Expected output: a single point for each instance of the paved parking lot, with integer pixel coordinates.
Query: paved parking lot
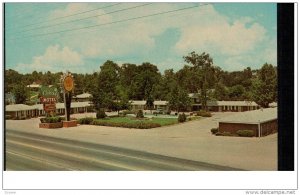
(191, 140)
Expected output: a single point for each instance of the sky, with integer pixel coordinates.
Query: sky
(80, 37)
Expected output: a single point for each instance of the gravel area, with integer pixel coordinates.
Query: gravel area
(191, 140)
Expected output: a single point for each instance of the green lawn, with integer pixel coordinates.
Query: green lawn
(133, 120)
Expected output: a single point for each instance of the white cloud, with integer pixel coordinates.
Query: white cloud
(221, 36)
(54, 59)
(202, 29)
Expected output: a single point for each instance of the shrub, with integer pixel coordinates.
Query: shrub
(100, 114)
(140, 114)
(214, 130)
(86, 120)
(52, 119)
(8, 117)
(203, 113)
(245, 133)
(181, 118)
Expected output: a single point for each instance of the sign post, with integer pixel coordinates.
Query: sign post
(67, 83)
(48, 97)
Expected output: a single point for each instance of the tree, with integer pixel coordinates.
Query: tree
(21, 93)
(179, 100)
(220, 92)
(105, 93)
(150, 103)
(236, 92)
(264, 87)
(202, 69)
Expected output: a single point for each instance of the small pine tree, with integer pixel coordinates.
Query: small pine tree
(100, 114)
(140, 114)
(181, 118)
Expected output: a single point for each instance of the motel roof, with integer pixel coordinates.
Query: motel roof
(252, 117)
(231, 103)
(160, 103)
(84, 95)
(34, 85)
(62, 106)
(143, 102)
(18, 107)
(138, 102)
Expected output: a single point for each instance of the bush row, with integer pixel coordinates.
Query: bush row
(127, 125)
(52, 119)
(86, 121)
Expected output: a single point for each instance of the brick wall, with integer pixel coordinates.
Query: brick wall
(266, 128)
(269, 127)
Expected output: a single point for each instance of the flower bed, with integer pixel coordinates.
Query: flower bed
(72, 123)
(51, 125)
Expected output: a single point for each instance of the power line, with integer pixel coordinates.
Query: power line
(50, 20)
(80, 19)
(119, 21)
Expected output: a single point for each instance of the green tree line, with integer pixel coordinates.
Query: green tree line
(113, 85)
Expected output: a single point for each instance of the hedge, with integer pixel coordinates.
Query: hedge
(87, 120)
(52, 119)
(245, 133)
(127, 125)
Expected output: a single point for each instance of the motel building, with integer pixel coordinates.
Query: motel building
(262, 121)
(231, 106)
(22, 111)
(141, 105)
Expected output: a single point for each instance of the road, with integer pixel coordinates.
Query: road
(33, 152)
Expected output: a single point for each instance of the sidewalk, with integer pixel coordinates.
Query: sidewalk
(191, 140)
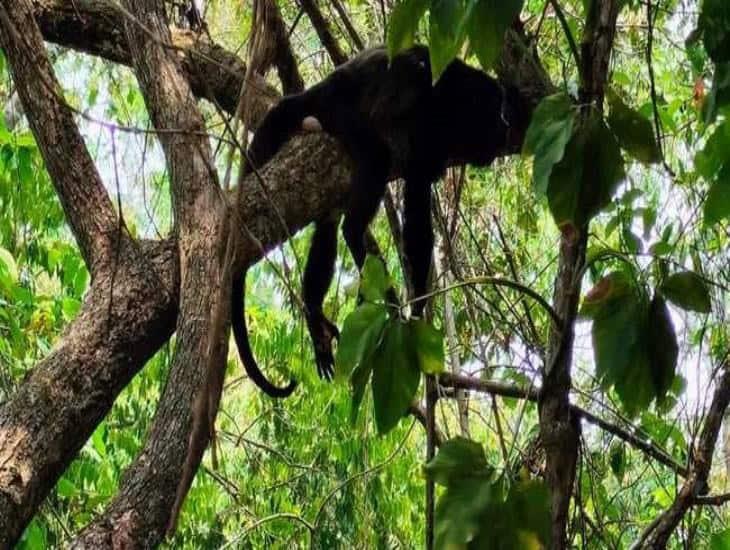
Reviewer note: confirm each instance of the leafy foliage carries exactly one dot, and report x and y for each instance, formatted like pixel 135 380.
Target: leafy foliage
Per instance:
pixel 635 346
pixel 376 341
pixel 479 509
pixel 451 23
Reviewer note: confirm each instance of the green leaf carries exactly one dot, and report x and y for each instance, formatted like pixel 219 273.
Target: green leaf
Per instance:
pixel 717 204
pixel 97 440
pixel 663 348
pixel 429 344
pixel 714 21
pixel 550 130
pixel 456 459
pixel 374 280
pixel 488 21
pixel 446 32
pixel 359 381
pixel 7 260
pixel 608 291
pixel 719 97
pixel 360 336
pixel 66 489
pixel 617 460
pixel 720 540
pixel 403 24
pixel 634 132
pixel 687 290
pixel 34 537
pixel 584 181
pixel 459 512
pixel 395 375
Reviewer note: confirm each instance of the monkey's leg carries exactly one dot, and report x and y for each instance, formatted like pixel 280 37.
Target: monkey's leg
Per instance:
pixel 366 192
pixel 318 275
pixel 371 160
pixel 418 236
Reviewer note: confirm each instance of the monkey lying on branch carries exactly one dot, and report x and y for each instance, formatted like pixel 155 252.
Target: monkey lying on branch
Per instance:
pixel 389 118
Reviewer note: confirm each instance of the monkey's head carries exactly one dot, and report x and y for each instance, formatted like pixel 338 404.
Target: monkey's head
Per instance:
pixel 478 118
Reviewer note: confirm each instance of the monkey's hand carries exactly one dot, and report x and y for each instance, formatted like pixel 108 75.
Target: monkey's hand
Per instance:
pixel 322 332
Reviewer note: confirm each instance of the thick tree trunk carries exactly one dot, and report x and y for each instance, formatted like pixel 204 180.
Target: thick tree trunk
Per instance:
pixel 57 408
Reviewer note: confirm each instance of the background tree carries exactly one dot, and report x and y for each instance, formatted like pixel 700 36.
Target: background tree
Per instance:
pixel 575 367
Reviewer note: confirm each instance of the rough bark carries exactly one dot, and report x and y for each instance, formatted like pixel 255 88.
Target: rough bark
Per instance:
pixel 94 27
pixel 696 483
pixel 559 428
pixel 58 406
pixel 141 508
pixel 87 206
pixel 307 179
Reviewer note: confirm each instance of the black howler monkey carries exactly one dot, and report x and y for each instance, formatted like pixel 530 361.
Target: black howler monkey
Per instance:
pixel 389 118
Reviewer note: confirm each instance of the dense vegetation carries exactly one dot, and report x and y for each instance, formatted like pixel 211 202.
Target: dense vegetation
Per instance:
pixel 621 197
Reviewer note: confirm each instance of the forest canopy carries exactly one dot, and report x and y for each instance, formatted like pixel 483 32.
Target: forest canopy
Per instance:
pixel 567 385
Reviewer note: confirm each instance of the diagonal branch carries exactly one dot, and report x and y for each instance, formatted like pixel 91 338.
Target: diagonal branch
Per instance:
pixel 559 428
pixel 85 202
pixel 508 390
pixel 95 27
pixel 142 506
pixel 661 529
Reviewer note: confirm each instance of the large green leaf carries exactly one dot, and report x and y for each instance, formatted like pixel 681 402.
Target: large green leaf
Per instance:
pixel 360 336
pixel 488 21
pixel 634 131
pixel 403 24
pixel 584 181
pixel 460 510
pixel 663 348
pixel 446 32
pixel 687 290
pixel 457 458
pixel 606 295
pixel 619 347
pixel 395 375
pixel 717 203
pixel 550 130
pixel 477 510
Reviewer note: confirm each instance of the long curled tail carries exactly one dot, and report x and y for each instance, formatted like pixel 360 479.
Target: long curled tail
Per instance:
pixel 240 333
pixel 278 126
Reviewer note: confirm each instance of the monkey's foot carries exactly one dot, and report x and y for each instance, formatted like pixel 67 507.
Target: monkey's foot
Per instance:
pixel 322 332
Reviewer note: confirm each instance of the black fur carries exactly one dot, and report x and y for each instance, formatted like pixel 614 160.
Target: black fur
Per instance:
pixel 389 118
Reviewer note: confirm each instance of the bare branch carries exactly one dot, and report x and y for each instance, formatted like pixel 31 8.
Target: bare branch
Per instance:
pixel 88 209
pixel 95 27
pixel 532 394
pixel 657 535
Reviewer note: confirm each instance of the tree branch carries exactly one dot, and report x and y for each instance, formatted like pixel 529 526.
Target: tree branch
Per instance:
pixel 86 204
pixel 661 529
pixel 559 428
pixel 142 506
pixel 95 27
pixel 508 390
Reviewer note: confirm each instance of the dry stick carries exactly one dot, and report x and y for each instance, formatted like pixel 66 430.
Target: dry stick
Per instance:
pixel 661 529
pixel 532 394
pixel 354 36
pixel 323 31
----------------------------------------
REQUIREMENT: In your output, repeat the listing above exactly and include none of the pictures.

WORKED SOLUTION:
Expected output: a single point for each instance of the paved parking lot, with integer pixel coordinates.
Query: paved parking lot
(191, 140)
Expected output: a single point for each instance of the sky, with integer pixel coordinates.
Query: sky
(80, 37)
Expected output: a single point for each instance of the gravel area, with integer pixel coordinates.
Query: gravel area
(191, 140)
Expected output: a single point for each instance of the green lawn, with integer pixel coordinates.
Query: green lawn
(133, 120)
Expected output: a single point for each instance of the white cloud, with integer pixel coordinates.
Query: white cloud
(221, 36)
(54, 59)
(202, 29)
Expected output: a single point for each instance of the shrub, with integer pixel coordinates.
Query: shrub
(100, 114)
(140, 114)
(214, 130)
(86, 120)
(52, 119)
(8, 117)
(203, 113)
(245, 133)
(181, 118)
Expected output: a single point for each instance of the sign post, with integer pixel coordinates.
Query: sign post
(67, 83)
(48, 97)
Expected output: a single point for each instance of the tree, with integer pixel coordinates.
Query: tree
(21, 93)
(179, 100)
(220, 92)
(105, 93)
(150, 103)
(236, 92)
(264, 87)
(202, 69)
Expected output: a single point for each instance of the small pine tree, with integer pixel coordinates.
Query: small pine tree
(100, 114)
(140, 114)
(181, 118)
Expected output: a single point for each instance of the motel roof, with integer pixel coordinates.
Query: motel roof
(252, 117)
(231, 103)
(160, 103)
(84, 95)
(34, 85)
(62, 106)
(143, 102)
(18, 107)
(138, 102)
Expected output: a single point for each instance of the bush row, with integer pixel coordinates.
Query: bush row
(127, 125)
(52, 119)
(86, 121)
Expected output: a single point for each instance of the brick wall, with integer pixel coordinates.
Query: brick wall
(266, 128)
(269, 127)
Expected output: a single point for each instance of the flower bed, with integer pixel coordinates.
Query: flower bed
(72, 123)
(51, 125)
Expected output: a single point for each instance of the power line, with integer pixel coordinates.
Query: power line
(50, 20)
(80, 19)
(119, 21)
Expected output: a single point for each instance of the green tree line, with integer pixel coordinates.
Query: green tree line
(113, 85)
Expected output: a single point for each instance of the hedge, with integer pixel coordinates.
Query: hedge
(87, 120)
(52, 119)
(245, 133)
(127, 125)
Expected output: a single point for each instance of the motel building, with integer pixel coordinates.
Query: motel building
(262, 121)
(231, 106)
(22, 111)
(141, 105)
Expected output: a single point for each instance of the road, with integer pixel coordinates.
Query: road
(33, 152)
Expected output: a single point for each instance of the sidewalk, with integer pixel coordinates.
Query: sidewalk
(191, 140)
Reviewer note: confirm each instance of the leafy foliage carries exactly one dot, and report x and y for each instance, formatted like pixel 135 380.
Target: leafy foliage
Per instance:
pixel 635 346
pixel 376 341
pixel 479 509
pixel 451 23
Reviewer note: confirm each instance of the green leaf carries exactly one dot, and report x and y for each instance, formatted like pixel 219 273.
Target: green leaf
Per instance:
pixel 717 204
pixel 97 440
pixel 663 348
pixel 429 344
pixel 714 21
pixel 550 130
pixel 456 459
pixel 374 280
pixel 488 21
pixel 446 32
pixel 359 381
pixel 7 260
pixel 608 291
pixel 719 97
pixel 360 336
pixel 66 489
pixel 617 460
pixel 720 540
pixel 403 24
pixel 634 132
pixel 687 290
pixel 34 537
pixel 584 181
pixel 459 512
pixel 395 375
Reviewer note: confirm each instance of the monkey's leg carries exactly one dot, and report x and y for each instance, formatted like pixel 280 37.
Target: monkey's leg
Per instance:
pixel 366 192
pixel 318 275
pixel 371 160
pixel 418 236
Reviewer note: confirm each instance of the monkey lying on branch carries exactly one dot, and report x and y for each instance, formatted like pixel 155 252.
Target: monkey lying on branch
Per instance:
pixel 389 118
Reviewer note: confirm each instance of the monkey's head carries exactly one dot, and report x and y for each instance, formatted like pixel 338 404.
Target: monkey's head
Per instance:
pixel 478 118
Reviewer note: confirm each instance of the monkey's hand carries exactly one dot, and report x and y for each instance, formatted like pixel 108 75.
Target: monkey's hand
Per instance:
pixel 322 332
Reviewer note: confirm each instance of the thick tree trunk carries exactly one dot, and report x and y for each instance, formatted like pixel 204 180.
Target: thick tree trunk
Per instance:
pixel 57 408
Reviewer note: confirm each instance of the background tree carries exactly one dot, and report x and y for each instance, formatted like pixel 700 36.
Target: background tree
Per instance:
pixel 575 367
Reviewer note: confirm each instance of the rough bark carries exactly one dot, and report x and y for each instance, formatted like pixel 255 88.
Target: rough bark
Per instance:
pixel 94 27
pixel 696 483
pixel 559 428
pixel 58 406
pixel 141 508
pixel 87 206
pixel 307 179
Reviewer note: confirm each instance of the black howler monkey carries exactly one dot, and report x and y for each instance, formatted like pixel 530 361.
Target: black howler monkey
Per instance:
pixel 389 118
Reviewer note: confirm each instance of the dense vegetation carries exactly one dot, and report x and y for each instance, formatted like pixel 211 202.
Target: dense vegetation
Per instance:
pixel 621 197
Reviewer note: confirm each instance of the forest canopy carries exactly one dot, and report x and y for each instance, formatted like pixel 483 32.
Target: forest canopy
Per instance:
pixel 567 385
Reviewer note: confirm each instance of the diagonal branch carries exactly one dot, and report x and y for each instance, formatted like pixel 91 338.
Target: diagonal branch
Per instance:
pixel 559 428
pixel 85 202
pixel 508 390
pixel 95 27
pixel 142 506
pixel 661 529
Reviewer note: confirm each instance of the large green leaf carries exactly one dot, and report x and y for each instance, formatted like pixel 681 402.
Target: large green leaf
Per instance:
pixel 360 336
pixel 488 21
pixel 634 131
pixel 403 24
pixel 584 181
pixel 460 510
pixel 663 348
pixel 446 32
pixel 687 290
pixel 457 458
pixel 606 295
pixel 619 347
pixel 395 375
pixel 717 203
pixel 550 130
pixel 477 510
Reviewer note: confirm each instance of the long curled tail carries exactly one dot, and report x and y for each instance, formatted like pixel 360 479.
Target: long curled tail
Per instance:
pixel 240 333
pixel 278 126
Reviewer note: confirm each instance of the monkey's foot carries exactly one dot, and report x and y for each instance, formatted like pixel 67 507.
Target: monkey's foot
Per instance:
pixel 322 332
Reviewer note: confirm each instance of the black fur carries exactly one dot, and report x and y for each instance, formatted like pixel 614 160.
Target: black fur
Per instance:
pixel 389 118
Reviewer note: confirm each instance of the bare branch carries exactly one dot, and report x and y for each instance, formatted like pixel 31 8.
Target: bare branch
Per instance:
pixel 88 209
pixel 95 27
pixel 532 394
pixel 657 535
Reviewer note: confirm each instance of the tree branch carries exactly one dot, and report x and y for each instance, formatted like pixel 529 526.
Target: tree branch
Per instance:
pixel 86 204
pixel 661 529
pixel 559 428
pixel 142 506
pixel 95 27
pixel 508 390
Reviewer note: confirm each instance of the dry stick carries exactly one dot, and report x and y for each instance, formatted like pixel 66 430.
Target: dry stick
Per instance:
pixel 661 529
pixel 532 394
pixel 354 36
pixel 323 31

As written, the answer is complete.